Task prompt. Restate each record word for word, from the first to the last.

BEGIN Task data

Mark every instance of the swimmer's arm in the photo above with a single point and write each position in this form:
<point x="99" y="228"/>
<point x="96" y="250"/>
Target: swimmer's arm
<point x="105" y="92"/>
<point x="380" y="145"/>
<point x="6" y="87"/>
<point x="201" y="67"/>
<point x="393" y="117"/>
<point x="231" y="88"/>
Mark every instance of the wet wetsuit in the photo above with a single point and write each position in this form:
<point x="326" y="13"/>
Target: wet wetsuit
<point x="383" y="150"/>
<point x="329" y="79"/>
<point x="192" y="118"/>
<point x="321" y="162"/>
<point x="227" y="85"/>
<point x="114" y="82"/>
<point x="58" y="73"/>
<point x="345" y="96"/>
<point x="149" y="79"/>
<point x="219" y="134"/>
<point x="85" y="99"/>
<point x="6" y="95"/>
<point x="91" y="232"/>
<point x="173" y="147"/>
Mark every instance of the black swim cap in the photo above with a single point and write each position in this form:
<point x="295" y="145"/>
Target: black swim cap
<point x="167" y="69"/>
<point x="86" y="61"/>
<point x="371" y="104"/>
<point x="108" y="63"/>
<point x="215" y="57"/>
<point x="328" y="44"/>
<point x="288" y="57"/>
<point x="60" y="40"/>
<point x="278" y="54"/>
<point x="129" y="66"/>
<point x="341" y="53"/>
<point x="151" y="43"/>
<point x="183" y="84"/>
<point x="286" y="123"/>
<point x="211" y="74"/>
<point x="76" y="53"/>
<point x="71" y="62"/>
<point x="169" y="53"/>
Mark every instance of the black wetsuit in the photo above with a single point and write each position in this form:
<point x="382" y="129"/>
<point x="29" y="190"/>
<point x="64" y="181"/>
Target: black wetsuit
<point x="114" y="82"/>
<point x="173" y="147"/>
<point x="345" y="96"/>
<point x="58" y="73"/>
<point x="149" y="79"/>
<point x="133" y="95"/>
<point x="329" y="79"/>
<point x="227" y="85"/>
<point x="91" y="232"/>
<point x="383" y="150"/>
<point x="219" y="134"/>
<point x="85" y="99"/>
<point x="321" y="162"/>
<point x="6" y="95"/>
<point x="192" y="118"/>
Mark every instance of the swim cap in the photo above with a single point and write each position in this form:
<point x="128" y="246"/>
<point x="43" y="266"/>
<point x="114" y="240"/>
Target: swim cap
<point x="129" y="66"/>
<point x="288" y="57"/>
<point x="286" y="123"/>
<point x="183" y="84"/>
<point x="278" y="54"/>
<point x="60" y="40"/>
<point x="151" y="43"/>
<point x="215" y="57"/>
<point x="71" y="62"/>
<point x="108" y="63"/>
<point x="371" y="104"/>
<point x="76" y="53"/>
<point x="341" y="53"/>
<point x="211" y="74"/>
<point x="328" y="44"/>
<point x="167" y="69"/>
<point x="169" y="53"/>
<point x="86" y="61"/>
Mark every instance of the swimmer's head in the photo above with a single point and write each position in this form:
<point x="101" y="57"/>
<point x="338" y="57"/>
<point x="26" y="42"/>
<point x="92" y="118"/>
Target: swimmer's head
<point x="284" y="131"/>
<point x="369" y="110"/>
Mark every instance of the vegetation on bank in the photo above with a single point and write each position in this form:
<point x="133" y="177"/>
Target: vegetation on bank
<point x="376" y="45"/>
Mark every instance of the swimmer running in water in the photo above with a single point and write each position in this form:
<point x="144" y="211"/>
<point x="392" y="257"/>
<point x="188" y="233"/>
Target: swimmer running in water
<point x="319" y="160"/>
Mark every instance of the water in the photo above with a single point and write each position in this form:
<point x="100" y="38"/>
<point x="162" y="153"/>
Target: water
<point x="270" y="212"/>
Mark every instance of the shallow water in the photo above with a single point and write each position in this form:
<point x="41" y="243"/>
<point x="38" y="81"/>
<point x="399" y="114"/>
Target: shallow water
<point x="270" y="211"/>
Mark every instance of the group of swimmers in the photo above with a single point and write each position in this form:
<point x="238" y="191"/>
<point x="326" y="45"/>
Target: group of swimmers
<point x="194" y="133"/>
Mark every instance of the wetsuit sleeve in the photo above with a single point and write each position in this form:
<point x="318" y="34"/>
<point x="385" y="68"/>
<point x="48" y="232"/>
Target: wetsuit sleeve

END Task data

Answer space.
Mark every instance of the swimmer's arm in the photo above with a single point and write each position in this form:
<point x="99" y="228"/>
<point x="96" y="250"/>
Target: swimmer's arm
<point x="105" y="92"/>
<point x="380" y="145"/>
<point x="6" y="87"/>
<point x="201" y="67"/>
<point x="393" y="117"/>
<point x="231" y="88"/>
Mark every instance of the wet wetsuit in the photo above with a single point and write each position in this form:
<point x="326" y="13"/>
Target: wet wetsuit
<point x="383" y="150"/>
<point x="329" y="79"/>
<point x="192" y="118"/>
<point x="321" y="162"/>
<point x="227" y="85"/>
<point x="114" y="82"/>
<point x="58" y="73"/>
<point x="345" y="96"/>
<point x="149" y="79"/>
<point x="219" y="134"/>
<point x="85" y="99"/>
<point x="6" y="95"/>
<point x="91" y="232"/>
<point x="173" y="147"/>
Mark every instance of the black swim cap in the photo above with a single point and write each position in this form:
<point x="295" y="145"/>
Target: black swim cap
<point x="167" y="69"/>
<point x="86" y="61"/>
<point x="371" y="104"/>
<point x="108" y="63"/>
<point x="215" y="57"/>
<point x="328" y="44"/>
<point x="288" y="57"/>
<point x="60" y="40"/>
<point x="278" y="54"/>
<point x="129" y="66"/>
<point x="341" y="53"/>
<point x="151" y="43"/>
<point x="183" y="84"/>
<point x="286" y="123"/>
<point x="211" y="74"/>
<point x="76" y="53"/>
<point x="71" y="62"/>
<point x="169" y="53"/>
Mark every instance of the black wetsuit in the photo above with a single point and write each position in this form:
<point x="382" y="129"/>
<point x="29" y="190"/>
<point x="64" y="181"/>
Target: black wetsuit
<point x="114" y="82"/>
<point x="173" y="147"/>
<point x="345" y="96"/>
<point x="58" y="73"/>
<point x="149" y="79"/>
<point x="133" y="95"/>
<point x="329" y="79"/>
<point x="227" y="85"/>
<point x="91" y="232"/>
<point x="383" y="150"/>
<point x="219" y="134"/>
<point x="85" y="99"/>
<point x="321" y="162"/>
<point x="6" y="95"/>
<point x="192" y="118"/>
Mark every instance of the swim cap in the photo above with a single point and write each position in this form:
<point x="128" y="246"/>
<point x="43" y="266"/>
<point x="114" y="240"/>
Target: swim cap
<point x="129" y="66"/>
<point x="288" y="57"/>
<point x="286" y="123"/>
<point x="183" y="84"/>
<point x="278" y="54"/>
<point x="60" y="40"/>
<point x="151" y="43"/>
<point x="215" y="57"/>
<point x="71" y="62"/>
<point x="108" y="63"/>
<point x="371" y="104"/>
<point x="76" y="53"/>
<point x="341" y="53"/>
<point x="211" y="74"/>
<point x="328" y="44"/>
<point x="167" y="69"/>
<point x="169" y="53"/>
<point x="86" y="61"/>
Mark every instance of the swimmer's head in the photo above with a single point and write each position in this form:
<point x="101" y="57"/>
<point x="338" y="57"/>
<point x="26" y="42"/>
<point x="92" y="118"/>
Target: swimmer's head
<point x="284" y="131"/>
<point x="369" y="110"/>
Mark every instance of the vegetation on bank in the photo above with a single point and write each position in this form:
<point x="133" y="177"/>
Target: vegetation on bank
<point x="376" y="45"/>
Mark every instance of the swimmer running in water in the photo above with a single point and write each position in this form:
<point x="144" y="211"/>
<point x="392" y="257"/>
<point x="188" y="233"/>
Target: swimmer running in water
<point x="319" y="160"/>
Mark every instance of the water in the photo above with a single point and write each position in this form:
<point x="100" y="38"/>
<point x="162" y="153"/>
Target: water
<point x="270" y="212"/>
Mark every instance of the shallow water in the photo above with a single point and write each position in this form:
<point x="41" y="243"/>
<point x="38" y="81"/>
<point x="399" y="114"/>
Target: shallow water
<point x="270" y="211"/>
Mark every instance of the group of swimmers in the photo above with a single point and write each position in this form:
<point x="238" y="191"/>
<point x="326" y="45"/>
Target: group of swimmers
<point x="194" y="133"/>
Mark every instance of the wetsuit sleeve in the photo above with a single point and write each position in this form:
<point x="318" y="34"/>
<point x="385" y="68"/>
<point x="48" y="232"/>
Target: wetsuit sleeve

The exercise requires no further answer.